### What is required
An exact copy of the entries is needed, with every picture left out.

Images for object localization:

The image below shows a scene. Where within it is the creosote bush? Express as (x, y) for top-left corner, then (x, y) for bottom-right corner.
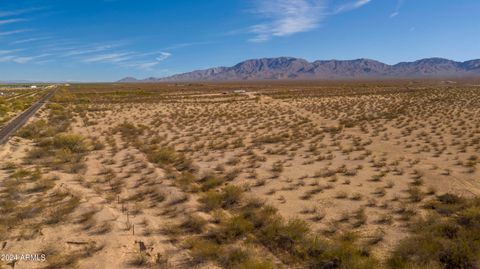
(388, 194), (480, 269)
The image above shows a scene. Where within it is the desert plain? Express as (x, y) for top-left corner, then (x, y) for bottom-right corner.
(1, 81), (480, 269)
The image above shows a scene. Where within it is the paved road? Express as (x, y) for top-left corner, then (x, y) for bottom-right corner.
(0, 91), (55, 145)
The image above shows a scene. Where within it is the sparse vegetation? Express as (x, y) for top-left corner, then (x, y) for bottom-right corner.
(2, 83), (479, 269)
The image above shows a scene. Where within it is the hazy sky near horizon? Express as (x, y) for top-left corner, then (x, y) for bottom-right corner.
(0, 0), (479, 82)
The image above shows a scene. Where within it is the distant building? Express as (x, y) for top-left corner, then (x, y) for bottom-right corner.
(233, 90), (247, 94)
(30, 85), (38, 89)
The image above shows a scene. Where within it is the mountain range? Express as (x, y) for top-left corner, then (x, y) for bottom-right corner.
(119, 57), (480, 82)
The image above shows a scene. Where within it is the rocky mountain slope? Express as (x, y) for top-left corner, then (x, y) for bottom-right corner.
(119, 57), (480, 82)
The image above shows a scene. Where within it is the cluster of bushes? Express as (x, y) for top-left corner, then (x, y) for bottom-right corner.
(199, 185), (243, 211)
(0, 167), (78, 241)
(18, 102), (89, 172)
(113, 121), (146, 140)
(144, 144), (197, 174)
(186, 239), (276, 269)
(112, 121), (197, 173)
(18, 103), (71, 141)
(254, 134), (289, 144)
(185, 192), (377, 269)
(238, 201), (377, 268)
(388, 194), (480, 269)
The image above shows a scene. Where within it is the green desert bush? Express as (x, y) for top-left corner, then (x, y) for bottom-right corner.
(199, 185), (244, 211)
(187, 238), (223, 264)
(17, 120), (54, 139)
(219, 215), (254, 242)
(306, 235), (378, 269)
(199, 190), (224, 211)
(181, 215), (208, 234)
(148, 147), (178, 165)
(53, 133), (88, 153)
(388, 195), (480, 269)
(222, 185), (243, 208)
(233, 258), (276, 269)
(219, 247), (250, 268)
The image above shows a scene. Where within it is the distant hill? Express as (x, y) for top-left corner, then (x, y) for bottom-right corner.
(119, 57), (480, 82)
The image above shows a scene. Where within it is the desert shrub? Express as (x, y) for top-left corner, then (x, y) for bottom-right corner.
(48, 103), (72, 130)
(47, 103), (66, 111)
(254, 134), (287, 144)
(42, 251), (79, 269)
(224, 168), (241, 181)
(53, 133), (88, 153)
(219, 247), (250, 268)
(147, 147), (178, 165)
(388, 195), (480, 269)
(92, 138), (105, 150)
(233, 258), (276, 269)
(199, 173), (224, 191)
(219, 215), (254, 242)
(175, 157), (197, 172)
(177, 172), (196, 190)
(114, 121), (144, 139)
(199, 190), (223, 211)
(1, 161), (17, 170)
(199, 185), (243, 211)
(129, 252), (150, 267)
(187, 238), (223, 264)
(17, 120), (53, 139)
(222, 185), (243, 208)
(260, 217), (310, 255)
(45, 194), (80, 225)
(437, 193), (464, 205)
(306, 236), (378, 269)
(407, 187), (424, 203)
(28, 177), (56, 193)
(241, 204), (278, 229)
(181, 215), (207, 233)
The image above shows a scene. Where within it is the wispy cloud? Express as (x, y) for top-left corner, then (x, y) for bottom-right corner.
(0, 18), (27, 25)
(63, 44), (118, 57)
(82, 52), (134, 63)
(249, 0), (326, 42)
(0, 52), (50, 64)
(80, 50), (171, 70)
(117, 52), (172, 70)
(10, 36), (51, 45)
(0, 6), (167, 69)
(334, 0), (372, 14)
(0, 49), (22, 55)
(248, 0), (373, 42)
(164, 41), (211, 50)
(390, 0), (405, 18)
(0, 7), (45, 18)
(0, 29), (30, 36)
(156, 52), (171, 61)
(0, 9), (28, 18)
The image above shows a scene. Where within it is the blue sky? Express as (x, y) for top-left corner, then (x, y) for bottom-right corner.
(0, 0), (479, 82)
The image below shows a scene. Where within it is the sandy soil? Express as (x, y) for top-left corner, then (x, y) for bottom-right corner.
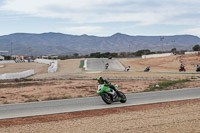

### Result of this task
The image below shows a scene. Where within it is the creosote bush? Express as (x, y) for top-left corner, then (x, y) for bottom-right corner.
(388, 194), (480, 269)
The image above shows a scene. Where within it is the desert plain? Express as (x, y) for top-left corner, then (x, y) for bottom-right corner.
(1, 81), (480, 269)
The image above shows a scene. Where within it is the paved road? Express as (x, y) for top-left corner, then (x, y) for bottom-right corner.
(0, 91), (55, 145)
The image above shows a scene. Where within it is the sparse vegetation? Express as (x, y) for top-left corner, then (x, y) for bottom-right corner.
(2, 83), (479, 269)
The image above shows a scene. Where within it is the hazy sky near horizon? Express as (x, y) for top-left corner, then (x, y) for bottom-right corner.
(0, 0), (479, 82)
The image above shows a scene. Where within it is the distant building? Express as (x, y) for top-left corner, then (x, y) for bottom-right corner.
(233, 90), (247, 94)
(30, 85), (38, 89)
The image above shows a scene. Where within it is the mountain range? Express as (x, y) for top-left corner, then (x, y) for bottom-right corner.
(119, 57), (480, 82)
The image above shows a scene. Where within it is the rocky mountain slope? Express as (x, y) for top-left corner, then (x, y) for bottom-right corner.
(119, 57), (480, 82)
The image above shows a scene. Where within it is the cluster of bushes? Express as (x, y) for top-left corner, then (x, y) for bottom-right corner.
(199, 185), (243, 211)
(0, 167), (78, 241)
(18, 102), (89, 172)
(113, 121), (146, 140)
(144, 144), (197, 174)
(186, 239), (276, 269)
(112, 121), (197, 173)
(18, 103), (71, 141)
(254, 134), (289, 144)
(185, 192), (377, 269)
(238, 201), (377, 268)
(388, 194), (480, 269)
The image above shows a scene. Where within it is the green desert bush? Express as (x, y) for top-left corner, then (x, y) for bottom-right corner.
(199, 185), (244, 211)
(187, 238), (223, 264)
(17, 120), (54, 139)
(219, 215), (254, 242)
(306, 235), (378, 269)
(199, 190), (224, 211)
(181, 215), (208, 234)
(148, 147), (178, 165)
(53, 133), (88, 153)
(388, 195), (480, 269)
(222, 185), (243, 208)
(233, 258), (276, 269)
(219, 247), (250, 268)
The image above shows a scene. Where within it is the distant hill? Express as (x, y) for top-left corner, then (x, y) for bottom-right corner.
(119, 57), (480, 82)
The image above shows a scene. Where within it is the desert shrub? Express as (x, y) for top-left corner, then (x, y) for bottom-right corner.
(48, 103), (72, 130)
(47, 103), (66, 111)
(254, 134), (287, 144)
(42, 251), (79, 269)
(224, 168), (241, 181)
(53, 133), (88, 153)
(219, 247), (250, 268)
(147, 147), (178, 165)
(388, 195), (480, 269)
(92, 138), (105, 150)
(233, 258), (276, 269)
(199, 173), (224, 191)
(219, 215), (254, 242)
(175, 157), (197, 172)
(177, 172), (196, 190)
(114, 121), (144, 139)
(199, 190), (223, 211)
(1, 161), (17, 170)
(199, 185), (243, 211)
(129, 252), (150, 267)
(187, 238), (223, 264)
(17, 120), (53, 139)
(222, 185), (243, 208)
(260, 217), (310, 255)
(45, 194), (80, 225)
(437, 193), (464, 205)
(306, 236), (378, 269)
(407, 187), (424, 203)
(28, 177), (56, 193)
(241, 204), (278, 229)
(181, 215), (207, 233)
The image above shows a scene. Where within it is the wispy cloud? Express as (x, y) for top-left corner, then (x, y) for bottom-right corner.
(0, 18), (27, 25)
(63, 44), (118, 57)
(82, 52), (134, 63)
(249, 0), (326, 42)
(0, 52), (50, 64)
(80, 50), (171, 70)
(117, 52), (172, 70)
(10, 36), (51, 45)
(0, 6), (167, 69)
(334, 0), (372, 14)
(0, 49), (22, 55)
(248, 0), (373, 42)
(164, 41), (211, 50)
(390, 0), (405, 18)
(0, 7), (45, 18)
(0, 29), (30, 36)
(156, 52), (171, 61)
(0, 9), (28, 18)
The image above shows a scene. Where within it is the blue sky? Express as (x, y) for top-left corner, then (x, y) for bottom-right corner.
(0, 0), (479, 82)
The image below shows a scene. Where within it is the sandy soil? Express as (x, y) for top-left corner, then (x, y) for bottom-right corner.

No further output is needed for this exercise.